Swap "bare foot" for "uncovered foot" in the entries starting with the line containing "trunk shown above." and going on through the line containing "(1112, 410)", then give back only those lines with nothing else changed.

** Begin Records for this task **

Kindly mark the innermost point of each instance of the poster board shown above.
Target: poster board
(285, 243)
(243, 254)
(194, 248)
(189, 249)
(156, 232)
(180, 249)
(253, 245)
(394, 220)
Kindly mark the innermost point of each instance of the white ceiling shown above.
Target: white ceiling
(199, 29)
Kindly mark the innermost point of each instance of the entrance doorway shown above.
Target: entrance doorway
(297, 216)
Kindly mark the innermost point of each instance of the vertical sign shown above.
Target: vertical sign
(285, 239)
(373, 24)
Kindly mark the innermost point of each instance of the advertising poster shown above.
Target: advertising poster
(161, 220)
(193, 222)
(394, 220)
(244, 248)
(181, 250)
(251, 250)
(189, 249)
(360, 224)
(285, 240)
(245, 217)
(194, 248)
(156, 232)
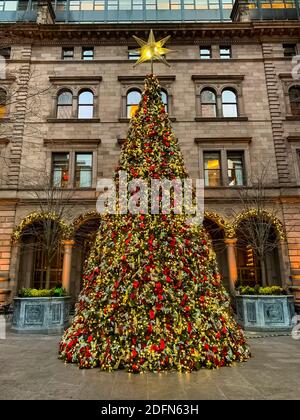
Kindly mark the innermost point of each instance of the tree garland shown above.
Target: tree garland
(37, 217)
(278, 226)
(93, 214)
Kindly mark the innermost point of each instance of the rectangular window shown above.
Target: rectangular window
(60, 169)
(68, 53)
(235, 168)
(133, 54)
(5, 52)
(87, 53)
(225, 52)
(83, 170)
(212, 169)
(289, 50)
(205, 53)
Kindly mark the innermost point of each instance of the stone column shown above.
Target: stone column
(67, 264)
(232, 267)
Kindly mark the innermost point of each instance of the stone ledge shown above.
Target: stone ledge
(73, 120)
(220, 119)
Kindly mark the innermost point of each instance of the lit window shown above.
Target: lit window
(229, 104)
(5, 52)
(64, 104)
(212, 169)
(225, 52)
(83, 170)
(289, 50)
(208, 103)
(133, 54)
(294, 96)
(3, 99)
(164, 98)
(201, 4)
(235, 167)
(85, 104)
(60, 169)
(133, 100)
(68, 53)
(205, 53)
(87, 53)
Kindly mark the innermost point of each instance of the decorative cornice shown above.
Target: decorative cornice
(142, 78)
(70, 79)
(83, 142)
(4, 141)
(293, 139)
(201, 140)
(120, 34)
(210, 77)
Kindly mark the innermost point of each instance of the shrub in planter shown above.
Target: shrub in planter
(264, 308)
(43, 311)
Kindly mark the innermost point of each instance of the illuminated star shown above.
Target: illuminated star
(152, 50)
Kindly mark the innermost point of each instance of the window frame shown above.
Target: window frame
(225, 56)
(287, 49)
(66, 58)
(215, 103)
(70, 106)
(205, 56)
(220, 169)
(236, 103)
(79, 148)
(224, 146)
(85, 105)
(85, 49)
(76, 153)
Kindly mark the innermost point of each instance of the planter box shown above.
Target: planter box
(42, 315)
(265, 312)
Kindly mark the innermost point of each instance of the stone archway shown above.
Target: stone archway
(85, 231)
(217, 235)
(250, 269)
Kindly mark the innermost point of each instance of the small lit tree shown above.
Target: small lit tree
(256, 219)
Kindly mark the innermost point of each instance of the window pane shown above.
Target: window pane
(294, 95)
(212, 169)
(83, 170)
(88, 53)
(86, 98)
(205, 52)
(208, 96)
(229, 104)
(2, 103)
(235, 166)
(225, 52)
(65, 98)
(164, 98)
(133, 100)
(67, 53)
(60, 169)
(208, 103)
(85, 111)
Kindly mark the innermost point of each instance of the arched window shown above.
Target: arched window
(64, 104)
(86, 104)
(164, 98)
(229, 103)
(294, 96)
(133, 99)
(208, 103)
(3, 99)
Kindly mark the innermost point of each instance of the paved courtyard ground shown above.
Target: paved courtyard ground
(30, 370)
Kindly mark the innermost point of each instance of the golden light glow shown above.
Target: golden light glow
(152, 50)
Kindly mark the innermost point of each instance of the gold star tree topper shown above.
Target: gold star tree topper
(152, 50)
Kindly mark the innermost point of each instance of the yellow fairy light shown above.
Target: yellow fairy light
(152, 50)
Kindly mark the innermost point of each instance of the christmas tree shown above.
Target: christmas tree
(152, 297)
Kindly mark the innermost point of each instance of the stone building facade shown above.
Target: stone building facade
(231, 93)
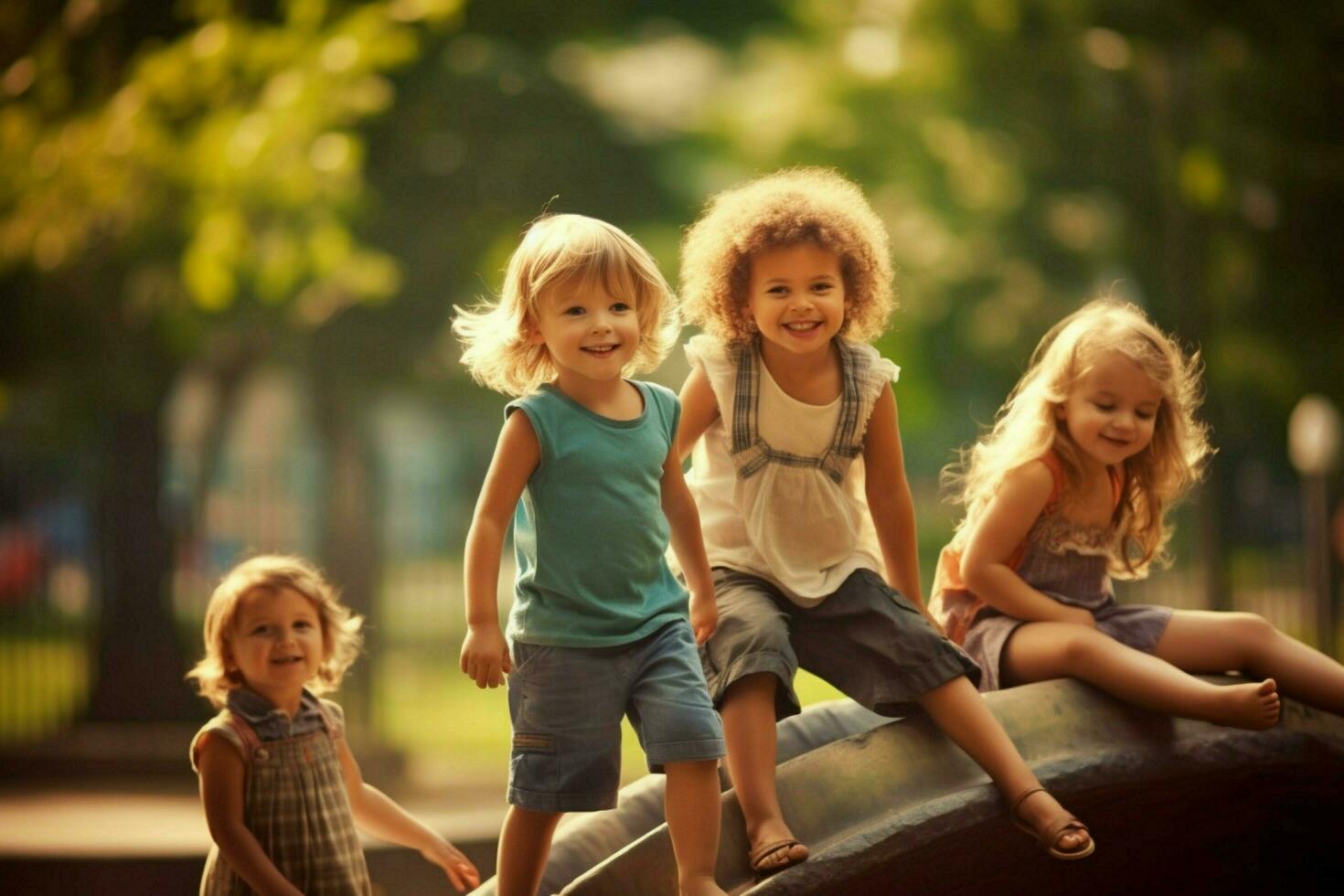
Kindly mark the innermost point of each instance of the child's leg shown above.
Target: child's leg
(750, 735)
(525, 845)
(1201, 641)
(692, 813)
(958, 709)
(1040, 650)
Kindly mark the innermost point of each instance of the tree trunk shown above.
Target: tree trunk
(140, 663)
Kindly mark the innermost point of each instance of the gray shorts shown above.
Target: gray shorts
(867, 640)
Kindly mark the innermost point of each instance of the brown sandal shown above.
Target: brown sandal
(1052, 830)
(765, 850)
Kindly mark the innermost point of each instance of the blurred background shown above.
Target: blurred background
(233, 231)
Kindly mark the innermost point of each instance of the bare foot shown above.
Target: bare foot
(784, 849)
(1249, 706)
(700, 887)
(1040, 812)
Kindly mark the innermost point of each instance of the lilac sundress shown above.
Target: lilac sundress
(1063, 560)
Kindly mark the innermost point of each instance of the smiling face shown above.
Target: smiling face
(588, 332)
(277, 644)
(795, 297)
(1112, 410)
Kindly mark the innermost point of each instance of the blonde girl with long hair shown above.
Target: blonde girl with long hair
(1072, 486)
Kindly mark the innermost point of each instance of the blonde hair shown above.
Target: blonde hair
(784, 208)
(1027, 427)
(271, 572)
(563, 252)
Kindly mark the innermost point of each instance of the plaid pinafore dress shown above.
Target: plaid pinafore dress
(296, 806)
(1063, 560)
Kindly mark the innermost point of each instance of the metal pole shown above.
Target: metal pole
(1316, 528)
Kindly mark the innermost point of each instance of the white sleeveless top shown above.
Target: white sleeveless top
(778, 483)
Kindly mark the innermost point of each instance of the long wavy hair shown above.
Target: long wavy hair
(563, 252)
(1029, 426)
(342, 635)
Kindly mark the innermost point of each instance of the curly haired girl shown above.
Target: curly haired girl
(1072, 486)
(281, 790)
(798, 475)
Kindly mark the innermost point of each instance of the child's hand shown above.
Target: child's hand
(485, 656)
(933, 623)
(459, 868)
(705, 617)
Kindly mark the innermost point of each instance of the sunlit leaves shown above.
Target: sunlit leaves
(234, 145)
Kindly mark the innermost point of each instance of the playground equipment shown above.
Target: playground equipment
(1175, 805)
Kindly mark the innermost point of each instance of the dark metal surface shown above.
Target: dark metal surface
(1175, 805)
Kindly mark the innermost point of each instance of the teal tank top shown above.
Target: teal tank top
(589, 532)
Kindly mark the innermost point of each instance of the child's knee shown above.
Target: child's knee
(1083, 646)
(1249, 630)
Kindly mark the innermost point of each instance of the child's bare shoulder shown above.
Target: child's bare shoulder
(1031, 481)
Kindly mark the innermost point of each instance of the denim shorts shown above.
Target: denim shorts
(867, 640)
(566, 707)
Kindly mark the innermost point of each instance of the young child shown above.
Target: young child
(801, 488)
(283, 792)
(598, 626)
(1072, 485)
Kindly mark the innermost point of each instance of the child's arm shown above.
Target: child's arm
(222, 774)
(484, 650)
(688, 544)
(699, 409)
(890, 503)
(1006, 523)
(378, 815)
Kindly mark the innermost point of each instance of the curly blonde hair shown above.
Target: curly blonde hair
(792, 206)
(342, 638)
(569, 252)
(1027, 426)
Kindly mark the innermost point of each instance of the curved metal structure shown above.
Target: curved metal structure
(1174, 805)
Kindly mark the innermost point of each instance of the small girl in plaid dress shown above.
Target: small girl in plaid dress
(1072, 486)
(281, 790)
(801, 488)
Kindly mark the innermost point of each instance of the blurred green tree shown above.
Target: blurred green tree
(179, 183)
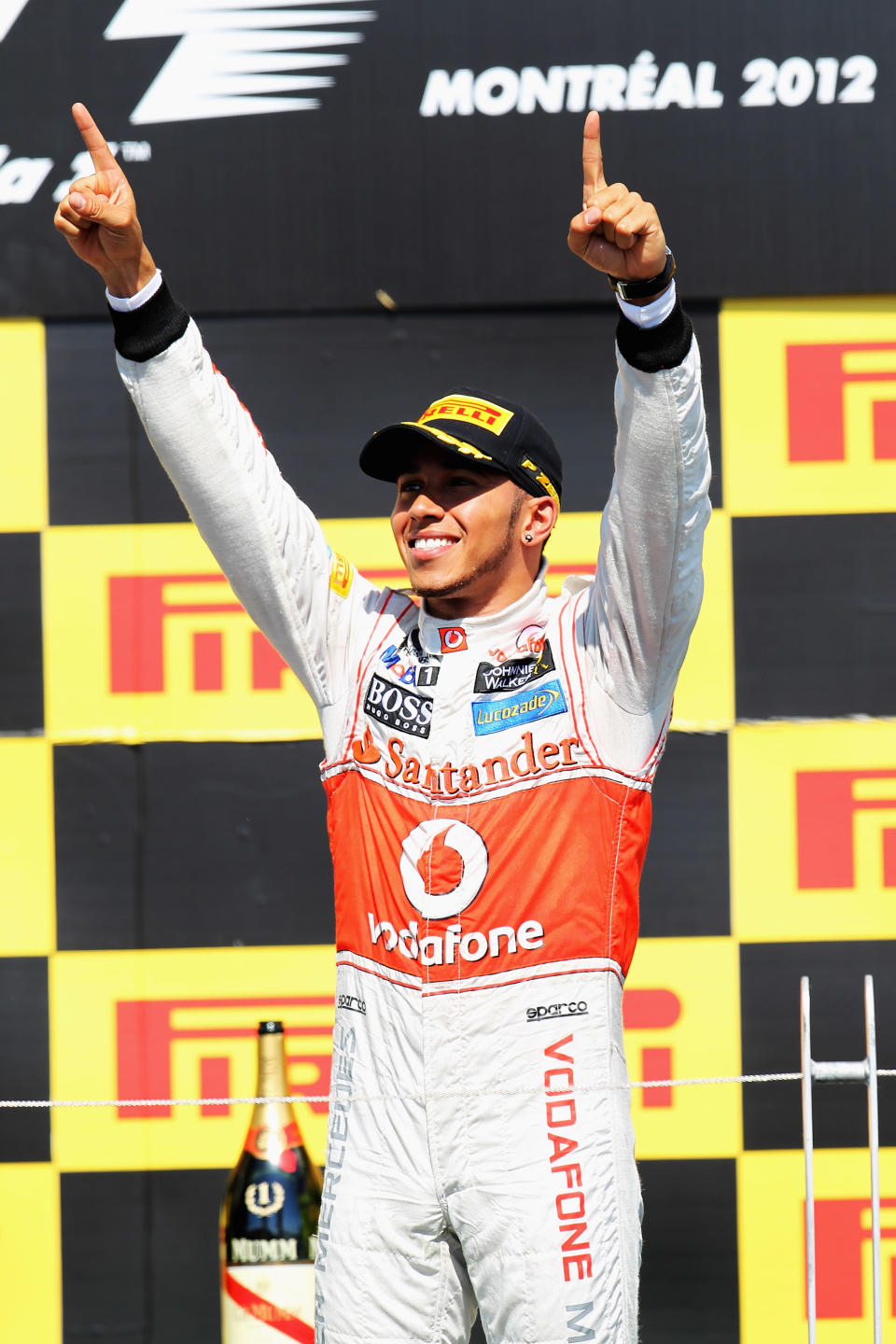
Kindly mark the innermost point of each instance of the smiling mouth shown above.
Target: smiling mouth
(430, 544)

** End Records for this task **

**Answer for the task**
Kindly mark the innermost point of each instance of the tree trunk shown above.
Target: tree trunk
(140, 663)
Kindly mark the innermost point of each instance of the gray shorts shown above.
Target: gray shorts
(867, 640)
Kindly mark the innermost point of each instance of the brown sandal shown above.
Target: brown sandal
(1052, 830)
(765, 850)
Kindly mark the innermost point of each instance of the blurred background shown above.
Target: blurred background
(233, 231)
Kindly mark the innermost point of each instance of the uncovered foot shown above.
Target: uncovered foot
(784, 849)
(1249, 706)
(700, 887)
(1040, 812)
Kindly mark the innermost point of each instance of the lilac sundress shown above.
Target: lilac sundress
(1063, 560)
Kindly mark the innermost point of each instance of the smiling face shown above.
Target: smiling face
(588, 332)
(277, 644)
(795, 297)
(1112, 410)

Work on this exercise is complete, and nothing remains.